(Object position labeling entries)

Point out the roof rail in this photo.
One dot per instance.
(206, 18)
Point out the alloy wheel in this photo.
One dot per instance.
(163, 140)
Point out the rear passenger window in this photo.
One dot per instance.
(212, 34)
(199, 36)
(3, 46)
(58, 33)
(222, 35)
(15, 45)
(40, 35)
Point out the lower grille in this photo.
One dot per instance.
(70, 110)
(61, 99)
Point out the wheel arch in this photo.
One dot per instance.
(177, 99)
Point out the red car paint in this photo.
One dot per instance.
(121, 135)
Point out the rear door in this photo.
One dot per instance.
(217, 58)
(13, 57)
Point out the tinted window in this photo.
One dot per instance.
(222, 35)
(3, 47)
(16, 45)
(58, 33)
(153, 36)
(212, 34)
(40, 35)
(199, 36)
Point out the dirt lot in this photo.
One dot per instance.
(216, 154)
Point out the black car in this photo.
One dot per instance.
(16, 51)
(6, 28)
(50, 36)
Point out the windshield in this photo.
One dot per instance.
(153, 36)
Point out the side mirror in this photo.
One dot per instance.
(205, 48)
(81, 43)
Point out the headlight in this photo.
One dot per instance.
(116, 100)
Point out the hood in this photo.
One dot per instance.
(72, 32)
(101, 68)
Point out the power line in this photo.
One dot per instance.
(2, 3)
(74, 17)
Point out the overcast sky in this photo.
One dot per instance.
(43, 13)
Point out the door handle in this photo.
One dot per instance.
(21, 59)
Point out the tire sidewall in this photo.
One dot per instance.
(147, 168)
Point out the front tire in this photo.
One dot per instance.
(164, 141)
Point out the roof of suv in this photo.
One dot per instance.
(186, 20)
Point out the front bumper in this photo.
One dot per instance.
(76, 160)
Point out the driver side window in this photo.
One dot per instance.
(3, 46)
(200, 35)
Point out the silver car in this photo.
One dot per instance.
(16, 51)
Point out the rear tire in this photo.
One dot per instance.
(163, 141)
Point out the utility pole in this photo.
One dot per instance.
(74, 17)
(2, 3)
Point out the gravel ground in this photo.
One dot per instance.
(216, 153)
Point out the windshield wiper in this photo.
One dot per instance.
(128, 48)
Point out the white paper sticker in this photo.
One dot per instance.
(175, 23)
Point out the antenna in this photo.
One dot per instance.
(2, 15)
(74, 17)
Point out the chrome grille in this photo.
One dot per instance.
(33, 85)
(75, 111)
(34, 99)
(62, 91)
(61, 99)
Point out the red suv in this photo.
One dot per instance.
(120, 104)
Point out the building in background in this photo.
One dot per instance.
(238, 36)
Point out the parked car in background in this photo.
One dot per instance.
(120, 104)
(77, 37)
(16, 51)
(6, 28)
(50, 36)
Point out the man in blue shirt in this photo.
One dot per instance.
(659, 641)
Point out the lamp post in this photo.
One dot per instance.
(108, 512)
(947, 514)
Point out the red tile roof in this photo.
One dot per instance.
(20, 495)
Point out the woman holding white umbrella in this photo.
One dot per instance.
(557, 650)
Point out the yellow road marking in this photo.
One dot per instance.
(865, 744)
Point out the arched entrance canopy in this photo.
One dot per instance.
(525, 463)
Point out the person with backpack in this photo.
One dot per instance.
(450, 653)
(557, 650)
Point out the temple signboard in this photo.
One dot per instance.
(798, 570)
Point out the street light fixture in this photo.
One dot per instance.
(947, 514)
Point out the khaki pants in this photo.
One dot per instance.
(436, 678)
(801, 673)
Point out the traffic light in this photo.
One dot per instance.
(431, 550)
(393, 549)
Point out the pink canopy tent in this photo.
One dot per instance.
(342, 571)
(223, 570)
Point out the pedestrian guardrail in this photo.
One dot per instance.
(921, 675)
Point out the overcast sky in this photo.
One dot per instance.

- [Stated problem]: Convert these lines into a numbered list, skipping any blank lines.

- [Expected output]:
1. Point out the roof rail in this photo.
2. One dot per instance.
3. (206, 18)
4. Point out the alloy wheel in this photo.
5. One dot per instance.
6. (163, 140)
7. Point out the rear passenger window in this photo.
8. One dot per instance.
9. (212, 34)
10. (199, 36)
11. (3, 46)
12. (58, 33)
13. (222, 35)
14. (15, 45)
15. (40, 35)
16. Point out the lower grille in this photo.
17. One dot per instance.
18. (70, 110)
19. (61, 99)
20. Point out the wheel arch in this photo.
21. One dot per instance.
22. (177, 99)
23. Point out the red car paint in this photo.
24. One dot per instance.
25. (121, 135)
26. Point out the rear door in this photo.
27. One dot per instance.
28. (217, 58)
29. (13, 57)
30. Point out the tinted window in this photo.
31. One dot per instance.
32. (222, 35)
33. (3, 47)
34. (16, 45)
35. (58, 33)
36. (153, 36)
37. (212, 34)
38. (40, 35)
39. (199, 36)
40. Point out the dirt lot in this photo.
41. One dot per instance.
42. (216, 154)
43. Point out the black car in this photo.
44. One dot per instance.
45. (16, 51)
46. (6, 28)
47. (50, 36)
48. Point out the windshield in this photo.
49. One dot per instance.
50. (153, 36)
51. Point out the side mirror in this photo.
52. One dot per instance.
53. (205, 48)
54. (81, 43)
55. Point out the headlight in this photo.
56. One dot per instance.
57. (116, 100)
58. Point out the hood in this photo.
59. One dot per instance.
60. (72, 32)
61. (101, 68)
62. Point out the power line in this photo.
63. One dot per instance.
64. (2, 3)
65. (74, 17)
66. Point out the overcast sky in this photo.
67. One dot per instance.
68. (43, 13)
69. Point out the door handle in this photo.
70. One dot per instance.
71. (21, 59)
72. Point out the tire sidewall in this photo.
73. One dot per instance.
74. (147, 168)
75. Point out the front tire in this photo.
76. One dot per instance.
77. (164, 141)
78. Point out the roof of suv in this photo.
79. One dot per instance.
80. (186, 20)
81. Point out the front bumper in this photo.
82. One dot per instance.
83. (76, 160)
84. Point out the driver side window in this photo.
85. One dot per instance.
86. (3, 46)
87. (200, 35)
88. Point out the silver car in this photo.
89. One dot per instance.
90. (16, 51)
91. Point out the rear tire in this photo.
92. One dot per instance.
93. (163, 141)
94. Point out the utility pole in this photo.
95. One dot per instance.
96. (74, 17)
97. (2, 3)
98. Point out the gravel ground in this photo.
99. One dot per instance.
100. (216, 153)
101. Point out the windshield wiper in this photo.
102. One dot per instance.
103. (128, 48)
104. Point out the white paper sticker in this photo.
105. One dot per instance.
106. (175, 23)
107. Point out the antenna in this photo.
108. One dot per instance.
109. (2, 15)
110. (74, 17)
111. Point out the chrome grille in this photo.
112. One dot per instance.
113. (33, 85)
114. (75, 111)
115. (34, 99)
116. (62, 91)
117. (61, 99)
118. Point out the red suv in this photo.
119. One dot per instance.
120. (120, 104)
121. Point out the building in background in this photo.
122. One dot per instance.
123. (238, 36)
124. Point out the parked car in background in this photo.
125. One dot per instance.
126. (120, 104)
127. (77, 37)
128. (16, 51)
129. (6, 28)
130. (50, 36)
131. Point out the man in blue shirt in this photo.
132. One dot per instance.
133. (659, 641)
134. Point out the lamp post in this photo.
135. One dot per instance.
136. (108, 512)
137. (947, 514)
138. Point out the red tile roof in this photo.
139. One dot per instance.
140. (20, 495)
141. Point out the woman holding white umbrella in this photo.
142. One dot per instance.
143. (557, 650)
144. Point out the yellow road marking in this photo.
145. One dot per instance.
146. (865, 744)
147. Point out the arched entrance canopy in this photo.
148. One dot per instance.
149. (525, 463)
150. Point out the person with backpack in this photo.
151. One dot per instance.
152. (450, 653)
153. (557, 650)
154. Point out the temple signboard in this photo.
155. One dot per instance.
156. (798, 570)
157. Point out the street light fixture in this photo.
158. One dot per instance.
159. (947, 514)
160. Point out the khaki pants in this photo.
161. One dot per instance.
162. (436, 678)
163. (801, 673)
164. Point out the traffic light in this photo.
165. One dot per instance.
166. (431, 550)
167. (393, 549)
168. Point out the pink canopy tent in this photo.
169. One dot per instance.
170. (342, 571)
171. (223, 570)
172. Point out the pedestrian guardrail in this photo.
173. One dot per instance.
174. (921, 675)
175. Point out the overcast sky in this photo.
176. One dot per instance.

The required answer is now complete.